### DIRECTIONS
Extract every one of the rows below and reproduce each line word for word.

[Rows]
:::
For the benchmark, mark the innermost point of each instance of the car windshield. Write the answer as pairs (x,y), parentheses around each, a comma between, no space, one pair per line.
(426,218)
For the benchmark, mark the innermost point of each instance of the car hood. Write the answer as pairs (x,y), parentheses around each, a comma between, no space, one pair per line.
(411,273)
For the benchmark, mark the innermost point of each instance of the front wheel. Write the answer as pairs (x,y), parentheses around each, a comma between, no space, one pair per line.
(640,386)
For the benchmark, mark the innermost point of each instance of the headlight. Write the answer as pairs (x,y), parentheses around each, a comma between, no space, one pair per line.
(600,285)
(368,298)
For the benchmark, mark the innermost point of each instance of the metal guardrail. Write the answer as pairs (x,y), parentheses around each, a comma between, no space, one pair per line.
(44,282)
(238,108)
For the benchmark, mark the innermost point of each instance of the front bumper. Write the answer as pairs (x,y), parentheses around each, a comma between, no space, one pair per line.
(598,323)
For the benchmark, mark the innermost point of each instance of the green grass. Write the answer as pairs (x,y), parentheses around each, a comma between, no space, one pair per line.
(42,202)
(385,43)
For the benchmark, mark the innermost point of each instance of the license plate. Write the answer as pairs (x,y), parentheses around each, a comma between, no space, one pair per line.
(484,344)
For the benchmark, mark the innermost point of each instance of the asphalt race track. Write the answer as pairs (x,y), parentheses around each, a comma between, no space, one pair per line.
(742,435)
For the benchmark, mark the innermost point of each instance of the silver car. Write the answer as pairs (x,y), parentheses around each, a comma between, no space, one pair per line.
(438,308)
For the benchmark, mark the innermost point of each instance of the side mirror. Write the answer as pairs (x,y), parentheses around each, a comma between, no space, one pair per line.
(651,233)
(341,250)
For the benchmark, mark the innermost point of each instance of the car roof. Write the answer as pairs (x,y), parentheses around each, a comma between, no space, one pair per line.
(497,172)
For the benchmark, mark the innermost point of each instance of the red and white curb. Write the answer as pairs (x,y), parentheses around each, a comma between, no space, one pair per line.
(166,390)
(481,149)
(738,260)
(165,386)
:::
### THE REPLY
For the benchmark, mark the innermost point of each instance of the car windshield. Write the answer as pairs (x,y), parentheses around each, a comma between, no space, one pair per line.
(426,218)
For the benchmark, mark the innermost point of each instance of the car hood. Write the answer as pairs (x,y), parentheses around each, a comma between, no space, one pair per line.
(411,273)
For the benchmark, mark the innermost point of each instance of the front wheel. Write the answer as pairs (x,y), parentheses around each, a comma between, no space, one pair per line.
(640,386)
For the benchmark, mark the innermost point of each instance of the headlight. Write the answer as pairs (x,y), parentheses around each, a comma between, no space, one pair per line.
(600,285)
(368,298)
For the benchmark, mark the innermost point of each instance of the metal guardrail. Write the answer as pairs (x,y), parentheses around each, a comma between, no space, one pair per line.
(44,282)
(238,108)
For the benchmark, mark the innermost point of each instance of the front bumper. Write the answer as pairs (x,y), parentheses around each, a comma between, no space, one pair per line.
(598,323)
For the benchmark, mark the innermost point of each instance of the green grass. Write the answer as pairs (x,y), parentheses around each, a comma between, no space, one pair per line.
(42,202)
(385,43)
For the benchmark, mark the innermost point of each instance of the license plate. Write the answer as pairs (x,y), parentheses around each, a comma between, no space, one pair per line.
(484,344)
For the benchmark, mark the innermost point of each instance of the asphalt race track. Write the answer as pairs (x,y), parentheses around each, a comma between, no space, one pair per line.
(742,435)
For the benchmark, mark the innermost point of each instance of the silver car. Write the answer as pairs (x,y), parentheses around each, a comma between, no space, one pair per line.
(438,308)
For the benchmark, mark the innermost point of each instance of the side mirror. Write the answer as pairs (x,y), parentheses around each, a comma between, no space, one pair per line.
(651,233)
(341,250)
For the benchmark, mark the innermost point of each instance of the car roof. Write the answer as pairs (x,y), parentheses around each, a comma between, no space, one pair per line.
(497,172)
For the benchmark, mark the innermost point of each instance of the red and white curb. Write the answer as pairs (x,y), parentheses around each, a comma between, no space, one pair per line.
(166,390)
(481,149)
(738,260)
(165,386)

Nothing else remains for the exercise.